→ **EXERCISE**
Return each line of the rows below that contains the word "clicks", copied in full.

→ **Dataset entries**
--------------------------------
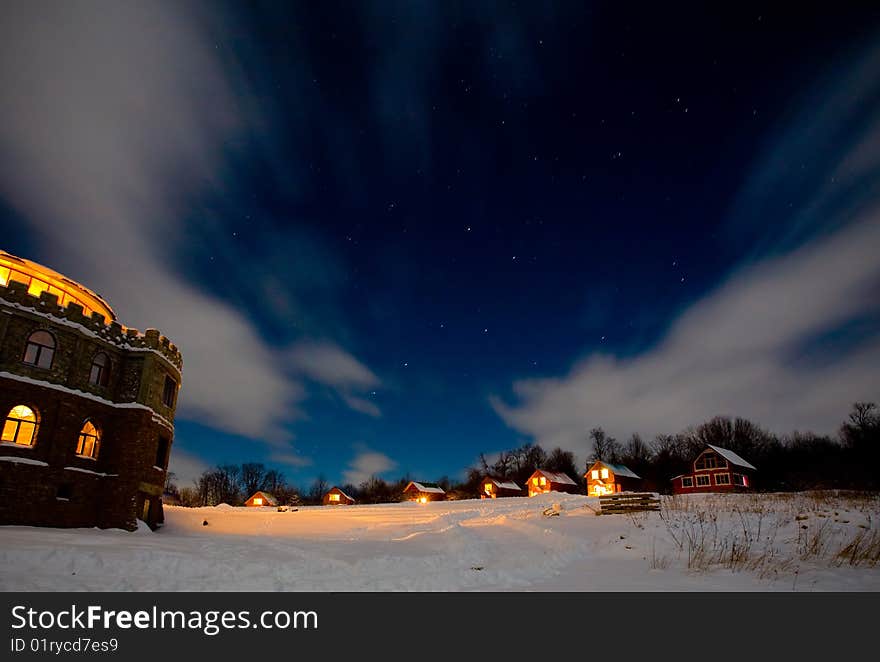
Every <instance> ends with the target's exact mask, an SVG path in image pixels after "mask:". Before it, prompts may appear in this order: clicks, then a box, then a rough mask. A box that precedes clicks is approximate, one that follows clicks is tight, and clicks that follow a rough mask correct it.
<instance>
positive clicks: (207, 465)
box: [168, 448, 210, 487]
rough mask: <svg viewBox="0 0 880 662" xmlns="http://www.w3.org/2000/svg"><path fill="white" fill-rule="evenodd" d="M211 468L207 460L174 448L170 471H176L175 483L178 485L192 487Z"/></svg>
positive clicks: (174, 482) (172, 456)
mask: <svg viewBox="0 0 880 662" xmlns="http://www.w3.org/2000/svg"><path fill="white" fill-rule="evenodd" d="M209 468H210V467H209V466H208V465H207V464H206V463H205V462H203V461H202V460H201V459H200V458H198V457H196V456H195V455H192V454H191V453H187V452H186V451H182V450H180V449H178V448H172V452H171V459H170V461H169V463H168V471H171V472H173V473H174V483H176V484H177V486H178V487H190V486H191V485H192V484H193V483H195V482H196V481H197V480H198V478H199V476H201V475H202V473H204V472H205V471H207V470H208V469H209Z"/></svg>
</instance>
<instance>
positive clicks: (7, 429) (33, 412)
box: [2, 405, 39, 446]
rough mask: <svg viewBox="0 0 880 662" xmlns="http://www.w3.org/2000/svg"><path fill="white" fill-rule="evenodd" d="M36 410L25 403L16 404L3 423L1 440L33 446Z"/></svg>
mask: <svg viewBox="0 0 880 662" xmlns="http://www.w3.org/2000/svg"><path fill="white" fill-rule="evenodd" d="M38 425H39V419H38V418H37V412H36V411H34V410H33V409H31V408H30V407H26V406H25V405H16V406H15V407H13V408H12V409H11V410H10V411H9V414H8V415H7V416H6V421H5V422H4V423H3V435H2V440H3V441H4V442H6V443H11V444H18V445H20V446H33V445H34V442H35V441H36V439H37V426H38Z"/></svg>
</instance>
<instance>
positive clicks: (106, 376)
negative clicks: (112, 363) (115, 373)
mask: <svg viewBox="0 0 880 662" xmlns="http://www.w3.org/2000/svg"><path fill="white" fill-rule="evenodd" d="M109 381H110V359H108V358H107V355H106V354H104V352H98V353H97V354H95V358H93V359H92V368H91V370H89V384H93V385H95V386H107V384H108V382H109Z"/></svg>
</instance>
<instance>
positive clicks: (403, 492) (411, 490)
mask: <svg viewBox="0 0 880 662" xmlns="http://www.w3.org/2000/svg"><path fill="white" fill-rule="evenodd" d="M403 500H404V501H417V502H418V503H428V502H429V501H445V500H446V492H445V491H444V490H443V488H442V487H440V486H439V485H435V484H434V483H417V482H416V481H414V480H412V481H410V482H409V484H408V485H407V486H406V487H404V488H403Z"/></svg>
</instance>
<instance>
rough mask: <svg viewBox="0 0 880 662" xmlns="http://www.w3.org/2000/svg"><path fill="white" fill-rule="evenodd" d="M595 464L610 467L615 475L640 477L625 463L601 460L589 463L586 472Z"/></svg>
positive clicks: (625, 476) (631, 477)
mask: <svg viewBox="0 0 880 662" xmlns="http://www.w3.org/2000/svg"><path fill="white" fill-rule="evenodd" d="M597 464H601V465H602V466H603V467H608V468H609V469H611V471H612V473H613V474H614V475H615V476H623V477H624V478H638V479H639V480H641V479H642V477H641V476H637V475H636V473H635V472H634V471H632V469H630V468H629V467H627V466H626V465H623V464H611V463H610V462H603V461H602V460H596V461H595V462H593V464H591V465H590V468H589V469H587V473H590V470H591V469H592V468H593V467H595V466H596V465H597ZM585 475H586V474H585Z"/></svg>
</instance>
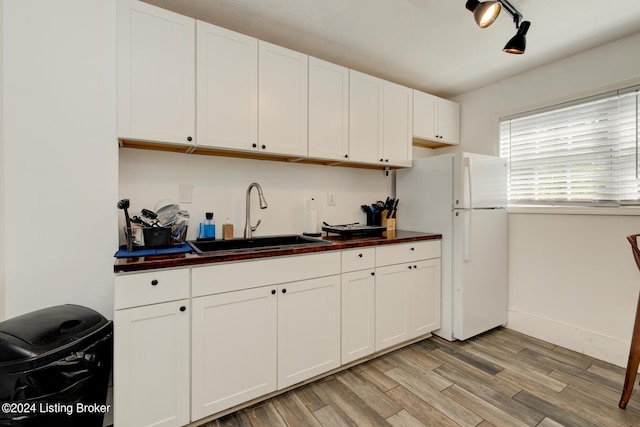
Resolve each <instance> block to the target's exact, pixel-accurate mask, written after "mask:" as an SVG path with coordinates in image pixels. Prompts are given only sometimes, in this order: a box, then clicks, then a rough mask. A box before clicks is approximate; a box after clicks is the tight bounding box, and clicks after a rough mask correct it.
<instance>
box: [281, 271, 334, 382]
mask: <svg viewBox="0 0 640 427" xmlns="http://www.w3.org/2000/svg"><path fill="white" fill-rule="evenodd" d="M338 366H340V276H338V275H336V276H329V277H322V278H318V279H312V280H306V281H303V282H295V283H288V284H283V285H280V286H278V389H283V388H286V387H289V386H291V385H293V384H296V383H299V382H301V381H304V380H306V379H309V378H311V377H314V376H316V375H320V374H322V373H324V372H327V371H330V370H331V369H335V368H337V367H338Z"/></svg>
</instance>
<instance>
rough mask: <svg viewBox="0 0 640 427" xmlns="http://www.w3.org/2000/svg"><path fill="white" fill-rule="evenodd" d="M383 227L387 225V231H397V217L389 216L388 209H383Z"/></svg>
mask: <svg viewBox="0 0 640 427" xmlns="http://www.w3.org/2000/svg"><path fill="white" fill-rule="evenodd" d="M380 225H382V226H383V227H387V231H396V219H395V218H387V211H386V210H385V211H382V221H381V224H380Z"/></svg>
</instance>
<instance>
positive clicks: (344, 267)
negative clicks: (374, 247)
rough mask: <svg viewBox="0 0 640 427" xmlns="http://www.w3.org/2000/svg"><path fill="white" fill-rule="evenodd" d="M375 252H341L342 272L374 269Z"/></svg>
mask: <svg viewBox="0 0 640 427" xmlns="http://www.w3.org/2000/svg"><path fill="white" fill-rule="evenodd" d="M375 262H376V250H375V249H374V248H361V249H350V250H348V251H342V272H343V273H346V272H349V271H358V270H366V269H368V268H374V267H375Z"/></svg>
--------------------------------
→ **SOLUTION BELOW**
Every <instance> ends with the target's exact mask, an SVG path in image pixels after "mask:". Before it, prompts may appear in this order: clicks, then a box, then a rough mask. A box that precedes clicks is approximate, one that follows clicks is tight, and clicks that follow a rough mask correct it.
positive clicks: (207, 465)
positive clicks: (174, 482) (172, 456)
positive clicks: (7, 429) (33, 412)
positive clicks: (106, 376)
negative clicks: (112, 363) (115, 373)
positive clicks: (403, 492) (411, 490)
positive clicks: (625, 476) (631, 477)
Resolve each <instance> block to the target's exact, pixel-accurate mask, written after "mask:" as an SVG path with coordinates in image pixels. Prompts are given only sometimes, in this order: a box, then clicks, then a rough mask. A box before clicks is approximate; a box after clicks is the tight bounding box, and clicks after a rough mask correct it.
positive clicks: (344, 267)
negative clicks: (374, 247)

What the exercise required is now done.